◆ TASK ◆
Repeat everything in the Thanksgiving message from "I am not thankful" down to "family for them.", word for word.

◆ EXCERPT PROVIDED ◆
##############################
Thanksgiving Day is coming up soon. In the spirit of The Wall Street Journal[1], I am re-posting my traditional Thanksgiving message.

Tomorrow is Thanksgiving Day, a day that means more to me now that I know some of my family’s ancestors endured the horrible Starving Time at Jamestown and persevered in their new home. How many new immigrants would be willing to do what the Bishops and Toneys did in the early 1600s just to be here and start a new life? How many Americans of today would? Probably not many.

I am not thankful for football teams, or Starbucks, or money, or stuff, or anything else that most people superficially say they are “thankful” for. I like these things and appreciate them, but I wouldn’t move to another country for them or take a bullet for them or sacrifice my health and safety or my family for them.
##############################
◆ RECORD LIST ◆
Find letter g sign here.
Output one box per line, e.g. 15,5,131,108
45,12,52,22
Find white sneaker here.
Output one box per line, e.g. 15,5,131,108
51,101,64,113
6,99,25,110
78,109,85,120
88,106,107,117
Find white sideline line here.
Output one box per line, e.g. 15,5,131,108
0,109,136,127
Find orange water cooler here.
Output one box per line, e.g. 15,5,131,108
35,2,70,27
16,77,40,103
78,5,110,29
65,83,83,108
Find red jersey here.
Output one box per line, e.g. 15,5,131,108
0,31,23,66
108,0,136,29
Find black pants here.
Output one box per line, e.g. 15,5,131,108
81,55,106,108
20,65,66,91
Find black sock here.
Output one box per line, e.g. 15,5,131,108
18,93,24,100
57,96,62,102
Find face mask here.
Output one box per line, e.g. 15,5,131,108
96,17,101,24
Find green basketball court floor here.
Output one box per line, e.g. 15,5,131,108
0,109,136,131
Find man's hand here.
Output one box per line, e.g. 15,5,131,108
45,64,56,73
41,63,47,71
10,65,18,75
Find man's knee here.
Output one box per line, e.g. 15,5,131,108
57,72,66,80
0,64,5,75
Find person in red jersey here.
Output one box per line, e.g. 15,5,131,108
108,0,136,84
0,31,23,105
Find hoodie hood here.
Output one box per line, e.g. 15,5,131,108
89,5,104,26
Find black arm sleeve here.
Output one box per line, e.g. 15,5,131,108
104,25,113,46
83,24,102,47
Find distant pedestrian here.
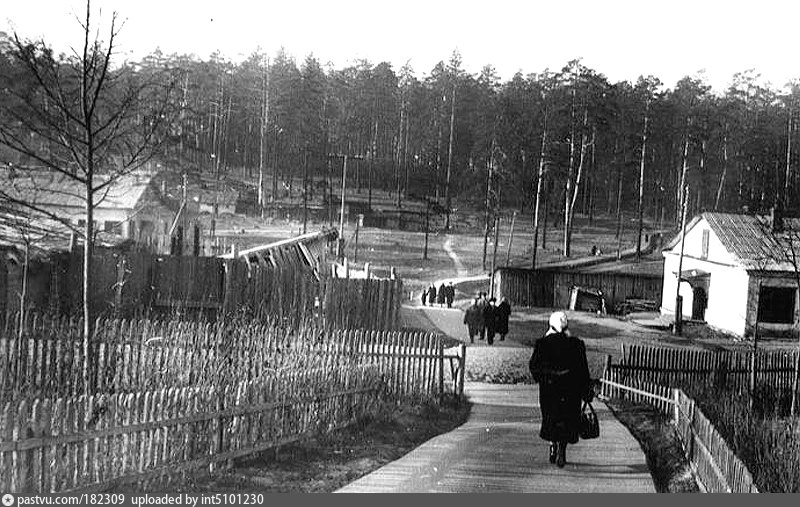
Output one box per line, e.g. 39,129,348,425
445,282,456,308
464,298,483,343
428,284,436,306
436,282,447,307
496,298,511,341
476,292,489,340
528,312,594,468
483,298,497,345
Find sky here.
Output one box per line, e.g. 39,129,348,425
0,0,800,91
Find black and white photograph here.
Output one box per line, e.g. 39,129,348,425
0,0,800,500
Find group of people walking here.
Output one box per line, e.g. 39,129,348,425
422,282,594,468
422,282,456,308
464,292,511,345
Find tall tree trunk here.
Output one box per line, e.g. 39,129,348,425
258,59,269,214
83,181,95,396
481,153,494,271
531,120,547,269
444,83,456,231
564,108,589,257
782,101,794,206
563,86,575,257
714,132,728,211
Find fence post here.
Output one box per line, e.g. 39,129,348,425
438,339,444,405
672,388,681,427
114,254,128,317
456,343,467,400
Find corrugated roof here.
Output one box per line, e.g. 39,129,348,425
667,212,800,271
0,170,154,209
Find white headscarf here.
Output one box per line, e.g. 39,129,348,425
545,312,568,335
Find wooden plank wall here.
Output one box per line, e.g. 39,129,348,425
0,249,402,329
324,277,403,330
495,268,663,310
611,345,797,392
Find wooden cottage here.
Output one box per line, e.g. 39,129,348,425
2,169,175,250
661,213,800,336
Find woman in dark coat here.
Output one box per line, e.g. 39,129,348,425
##############################
◆ SOLVED PROBLEM ◆
I am not thankful for football teams, or Starbucks, or money, or stuff, or anything else that most people superficially say they are “thankful” for. I like these things and appreciate them, but I wouldn’t move to another country for them or take a bullet for them or sacrifice my health and safety or my family for them.